EXERCISE. Identify every line in the listing below that contains the word "light", and copy each of those lines.

DATA SUPPLIED.
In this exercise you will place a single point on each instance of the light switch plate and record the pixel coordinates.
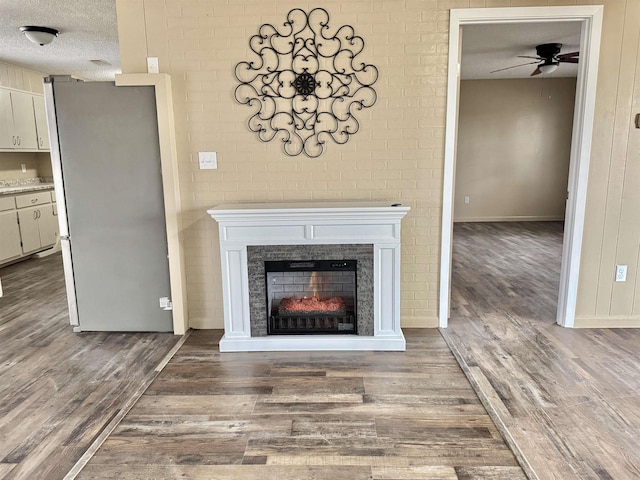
(152, 65)
(208, 160)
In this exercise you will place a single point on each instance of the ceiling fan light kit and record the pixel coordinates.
(548, 68)
(548, 59)
(39, 35)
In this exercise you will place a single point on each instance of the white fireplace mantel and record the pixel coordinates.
(244, 224)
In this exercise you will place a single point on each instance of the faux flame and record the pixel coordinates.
(315, 283)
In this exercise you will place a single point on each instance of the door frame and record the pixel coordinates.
(591, 27)
(170, 188)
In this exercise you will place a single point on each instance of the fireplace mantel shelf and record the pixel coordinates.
(359, 222)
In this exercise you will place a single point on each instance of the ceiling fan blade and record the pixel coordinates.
(514, 66)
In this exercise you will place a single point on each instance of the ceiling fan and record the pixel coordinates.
(548, 59)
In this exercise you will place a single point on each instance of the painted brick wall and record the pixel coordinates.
(397, 155)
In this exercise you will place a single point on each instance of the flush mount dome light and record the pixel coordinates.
(39, 35)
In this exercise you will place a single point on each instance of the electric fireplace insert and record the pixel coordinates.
(311, 297)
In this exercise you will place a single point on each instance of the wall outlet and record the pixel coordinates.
(621, 273)
(165, 303)
(208, 160)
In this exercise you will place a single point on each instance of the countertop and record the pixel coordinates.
(13, 190)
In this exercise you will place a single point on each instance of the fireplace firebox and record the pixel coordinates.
(311, 297)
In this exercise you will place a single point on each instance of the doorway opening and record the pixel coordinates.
(590, 21)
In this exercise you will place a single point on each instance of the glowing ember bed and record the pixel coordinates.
(311, 297)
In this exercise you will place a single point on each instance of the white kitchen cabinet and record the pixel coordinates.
(29, 230)
(38, 228)
(24, 122)
(9, 236)
(41, 122)
(48, 224)
(38, 221)
(6, 119)
(18, 131)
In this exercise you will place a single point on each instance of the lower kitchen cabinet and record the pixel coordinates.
(38, 227)
(28, 224)
(9, 236)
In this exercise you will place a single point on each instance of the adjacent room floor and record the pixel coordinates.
(569, 399)
(59, 389)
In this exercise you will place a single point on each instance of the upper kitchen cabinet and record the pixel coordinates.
(41, 122)
(19, 112)
(6, 119)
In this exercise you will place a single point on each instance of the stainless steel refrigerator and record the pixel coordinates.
(106, 165)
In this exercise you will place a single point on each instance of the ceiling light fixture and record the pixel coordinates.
(548, 68)
(39, 35)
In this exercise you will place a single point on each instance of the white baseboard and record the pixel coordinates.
(274, 343)
(515, 218)
(418, 322)
(632, 321)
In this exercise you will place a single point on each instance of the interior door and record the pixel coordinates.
(110, 161)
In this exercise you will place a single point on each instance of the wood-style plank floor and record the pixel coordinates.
(58, 389)
(307, 415)
(568, 400)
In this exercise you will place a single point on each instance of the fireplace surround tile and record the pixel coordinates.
(324, 225)
(258, 254)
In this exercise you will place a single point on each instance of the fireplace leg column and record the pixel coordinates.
(387, 290)
(235, 290)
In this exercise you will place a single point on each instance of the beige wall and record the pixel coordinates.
(514, 144)
(37, 164)
(398, 154)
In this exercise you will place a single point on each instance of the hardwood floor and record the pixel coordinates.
(567, 400)
(59, 389)
(307, 415)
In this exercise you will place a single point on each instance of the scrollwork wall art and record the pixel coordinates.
(306, 83)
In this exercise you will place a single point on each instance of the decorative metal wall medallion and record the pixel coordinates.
(305, 84)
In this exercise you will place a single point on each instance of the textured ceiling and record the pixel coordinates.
(88, 31)
(491, 47)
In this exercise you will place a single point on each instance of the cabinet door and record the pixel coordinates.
(29, 231)
(9, 236)
(24, 123)
(41, 122)
(6, 119)
(48, 226)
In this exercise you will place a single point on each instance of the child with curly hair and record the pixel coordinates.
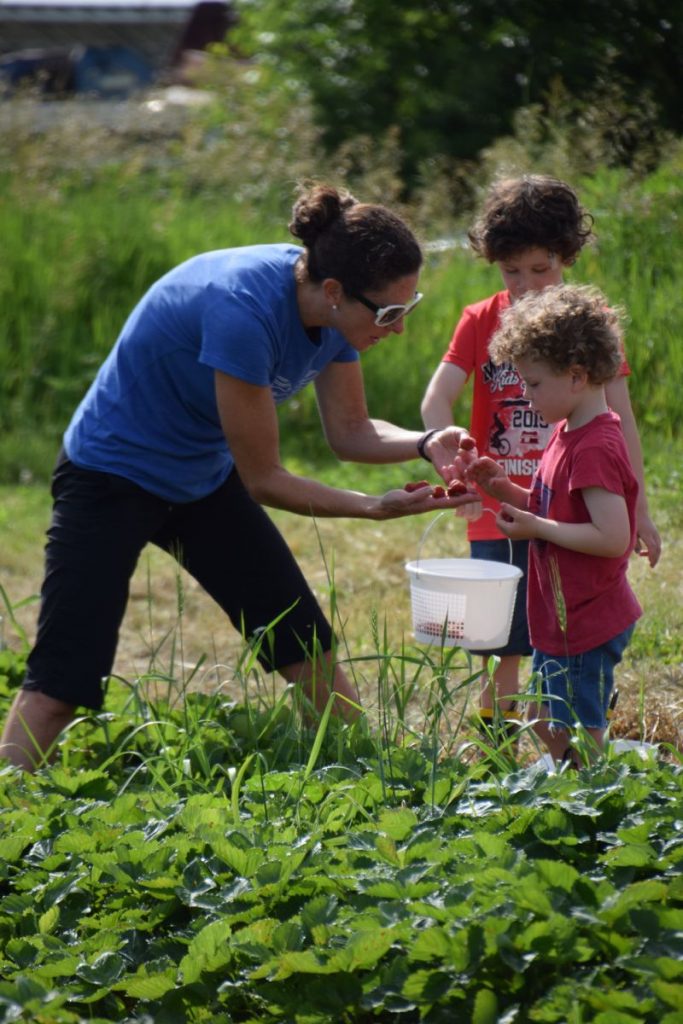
(532, 227)
(579, 514)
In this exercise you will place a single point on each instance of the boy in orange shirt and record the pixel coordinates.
(579, 515)
(531, 227)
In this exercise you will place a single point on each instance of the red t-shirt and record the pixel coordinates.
(598, 599)
(505, 427)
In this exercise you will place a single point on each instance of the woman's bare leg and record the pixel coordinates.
(318, 678)
(34, 723)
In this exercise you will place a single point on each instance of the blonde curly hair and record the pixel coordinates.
(563, 326)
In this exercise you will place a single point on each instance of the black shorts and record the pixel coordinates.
(101, 522)
(499, 551)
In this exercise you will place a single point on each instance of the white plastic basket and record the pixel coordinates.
(463, 602)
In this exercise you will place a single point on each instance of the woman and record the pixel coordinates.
(176, 442)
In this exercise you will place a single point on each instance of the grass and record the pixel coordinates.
(356, 570)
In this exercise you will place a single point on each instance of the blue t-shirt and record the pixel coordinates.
(151, 414)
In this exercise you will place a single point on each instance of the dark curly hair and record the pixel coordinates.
(363, 246)
(529, 212)
(563, 326)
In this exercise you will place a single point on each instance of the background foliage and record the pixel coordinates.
(452, 74)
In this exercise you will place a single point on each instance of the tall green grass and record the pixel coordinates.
(86, 231)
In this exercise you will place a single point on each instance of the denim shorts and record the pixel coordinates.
(578, 688)
(499, 551)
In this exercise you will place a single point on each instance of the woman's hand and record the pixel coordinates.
(451, 451)
(648, 543)
(395, 504)
(486, 473)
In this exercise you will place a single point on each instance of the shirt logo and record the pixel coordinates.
(499, 377)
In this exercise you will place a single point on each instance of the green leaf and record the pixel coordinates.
(12, 847)
(485, 1008)
(107, 969)
(364, 949)
(48, 921)
(432, 943)
(669, 992)
(148, 986)
(209, 950)
(398, 824)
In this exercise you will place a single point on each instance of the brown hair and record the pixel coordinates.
(563, 326)
(363, 246)
(529, 212)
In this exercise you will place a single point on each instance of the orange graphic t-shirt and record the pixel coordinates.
(503, 423)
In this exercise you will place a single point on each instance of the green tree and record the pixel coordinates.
(451, 75)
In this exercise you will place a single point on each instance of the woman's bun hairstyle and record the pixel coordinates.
(364, 246)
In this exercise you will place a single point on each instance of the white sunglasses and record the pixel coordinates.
(386, 315)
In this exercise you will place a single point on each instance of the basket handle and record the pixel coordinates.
(440, 515)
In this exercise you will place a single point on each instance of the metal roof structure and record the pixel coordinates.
(153, 28)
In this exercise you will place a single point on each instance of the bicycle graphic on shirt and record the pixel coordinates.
(523, 420)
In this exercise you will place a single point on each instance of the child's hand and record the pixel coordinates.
(465, 456)
(516, 523)
(486, 473)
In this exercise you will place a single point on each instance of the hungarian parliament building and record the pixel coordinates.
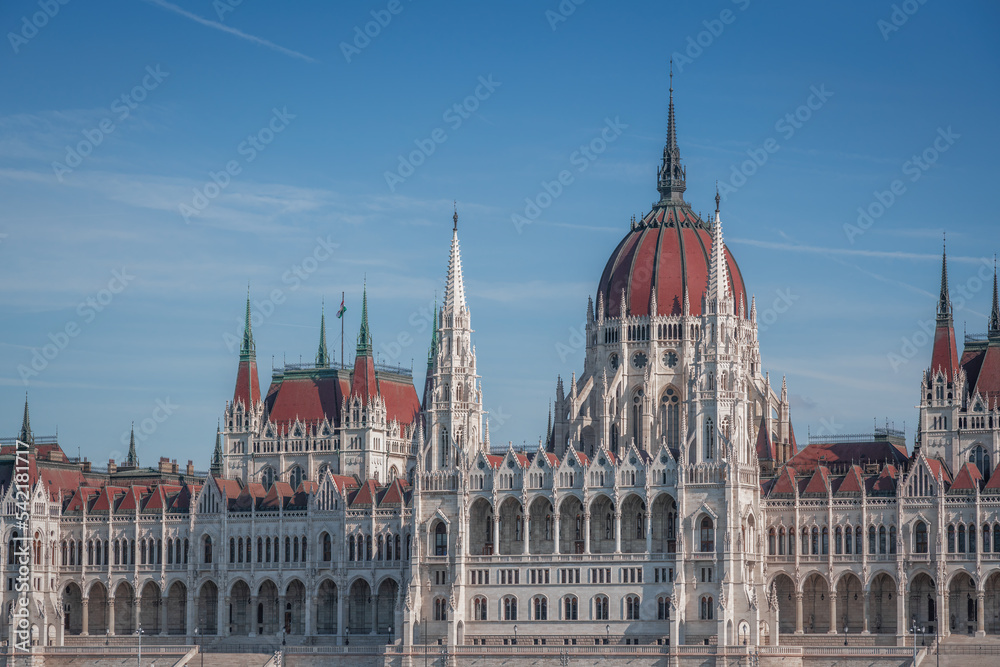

FINAL RESULT.
In this exercise you will place a single point on each instance of the light switch plate and record the pixel coordinates.
In this exercise you will place a single point on each instance of the ceiling fan light kit and record the pixel coordinates.
In this exercise you will place a single point on each instance of the flush mount dome light and record the pixel coordinates.
In this exercise you will place a single point on each instance of the ceiling light fixture and record the pixel coordinates.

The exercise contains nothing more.